◆ ACTIVITY
Whatever the data contains, copy all of it exactly.

Stored data entries

• • • • • • •

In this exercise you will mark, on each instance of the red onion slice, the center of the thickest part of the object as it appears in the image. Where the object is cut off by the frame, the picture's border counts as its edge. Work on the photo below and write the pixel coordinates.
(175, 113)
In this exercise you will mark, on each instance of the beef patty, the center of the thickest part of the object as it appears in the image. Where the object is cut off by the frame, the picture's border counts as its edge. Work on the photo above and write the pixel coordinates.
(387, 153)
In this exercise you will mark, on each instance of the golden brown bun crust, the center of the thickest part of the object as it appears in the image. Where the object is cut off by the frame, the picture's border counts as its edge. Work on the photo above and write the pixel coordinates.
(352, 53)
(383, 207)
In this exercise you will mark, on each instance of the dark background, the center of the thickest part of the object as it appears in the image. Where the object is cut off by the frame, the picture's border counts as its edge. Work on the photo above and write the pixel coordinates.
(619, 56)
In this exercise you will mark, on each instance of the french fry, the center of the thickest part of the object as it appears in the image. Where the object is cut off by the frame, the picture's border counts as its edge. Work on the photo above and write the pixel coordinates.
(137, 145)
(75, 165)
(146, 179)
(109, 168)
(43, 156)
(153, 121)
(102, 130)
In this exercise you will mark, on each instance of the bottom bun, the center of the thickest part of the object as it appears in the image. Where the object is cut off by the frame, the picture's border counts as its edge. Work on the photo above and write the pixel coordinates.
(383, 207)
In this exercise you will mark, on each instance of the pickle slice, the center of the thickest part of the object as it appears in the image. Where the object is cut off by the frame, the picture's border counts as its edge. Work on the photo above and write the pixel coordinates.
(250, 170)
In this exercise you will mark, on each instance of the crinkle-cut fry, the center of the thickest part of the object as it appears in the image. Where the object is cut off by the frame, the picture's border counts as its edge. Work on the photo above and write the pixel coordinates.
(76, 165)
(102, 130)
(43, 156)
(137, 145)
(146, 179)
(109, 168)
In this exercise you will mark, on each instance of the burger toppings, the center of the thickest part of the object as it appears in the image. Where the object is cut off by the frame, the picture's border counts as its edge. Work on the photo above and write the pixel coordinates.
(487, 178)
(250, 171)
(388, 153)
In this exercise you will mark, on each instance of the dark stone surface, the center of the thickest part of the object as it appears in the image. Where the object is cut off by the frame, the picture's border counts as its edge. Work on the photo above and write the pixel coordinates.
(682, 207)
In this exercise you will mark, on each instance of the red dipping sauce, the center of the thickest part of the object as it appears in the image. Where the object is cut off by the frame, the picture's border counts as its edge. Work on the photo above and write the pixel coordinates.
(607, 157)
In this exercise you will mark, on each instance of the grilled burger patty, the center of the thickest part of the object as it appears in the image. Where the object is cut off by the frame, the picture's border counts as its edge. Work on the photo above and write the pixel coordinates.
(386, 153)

• • • • • • •

◆ PROBLEM SOLUTION
In this exercise you will mark, on each instance of the red onion slice, the center of the thickest part of the object as it appears in the image. Where the object is cut off by the frame, the picture's border counts as its edge. Work on the photo below and write the pixel coordinates.
(175, 113)
In this exercise you will mark, on each instance of the beef patty, the center of the thickest part of the object as it appears in the image. Where the object is cut off by the frame, the picture's border counts as its edge. Work on the photo above and write the pixel coordinates.
(387, 153)
In this exercise you will mark, on each instance of the golden brown bun crust, the center of the thickest part of the object as it appears in the image. Where the object is cut off by the frame, the picture's border counts as its edge. Work on the photo above and write the pixel coordinates.
(352, 53)
(383, 207)
In this exercise you will mark, on each instance of the dark background, the center of the thickest part of the object as it appears in the image. Where the object is cut off by the frame, the picture's border counts as its edge. Work on the photo above and write the pixel coordinates.
(619, 56)
In this exercise you will mark, on each instance of the french fry, the center of the thickest part of the object as it appears in the image. Where the object is cut off by the frame, the picture's border counts as its edge. Work on the photo above and write the pixel coordinates.
(137, 145)
(75, 165)
(146, 179)
(109, 168)
(43, 156)
(153, 121)
(102, 130)
In this exercise you will mark, on each instance of the bottom bun, the center of the thickest part of the object as it appears in the image. Where the object is cut off by the frame, the picture's border counts as its edge. Work on the photo above and write the pixel coordinates.
(383, 207)
In this exercise you will mark, on each instance of the pickle slice, the center of the thickest part of the object as it appears in the image. Where the object is cut off by the frame, the picture's border counts as its edge. Work on the photo above and write the pixel coordinates.
(250, 170)
In this exercise you will mark, on each instance of the crinkle-cut fry, the center of the thickest part of the object as it appears in the image. Where the object is cut off by the frame, the picture's border counts as its edge. Work on the photo above and write the pixel coordinates.
(76, 165)
(102, 130)
(43, 156)
(137, 145)
(146, 179)
(109, 168)
In this exercise you will mark, on each instance of the burger toppings, the center of the thickest part of the object as it appears in the image. Where the object is cut off by the frame, the picture's border counts as its edge. Work on the photo above and write the pixel coordinates.
(487, 178)
(250, 171)
(388, 153)
In this exercise you will mark, on each instance of the dark stone surface, the center of the thickest part of the object as it appears in the image. Where the object is cut off by the frame, the picture's border counts as its edge. Work on the photo above and write the pixel coordinates.
(682, 207)
In this exercise you will mark, on each instance of the red dipping sauce, the center of the thickest part of the object as it appears in the image. Where the object is cut off by the frame, the picture's border counts as its edge. Work on the photo above and write the pixel coordinates.
(607, 157)
In this exercise you will mark, on each instance of the grilled burger patty, the center of the thickest part of the object as it appears in the image. Where the object is cut off by the frame, the picture's border counts as its edge. Work on the photo above and write the pixel coordinates.
(386, 153)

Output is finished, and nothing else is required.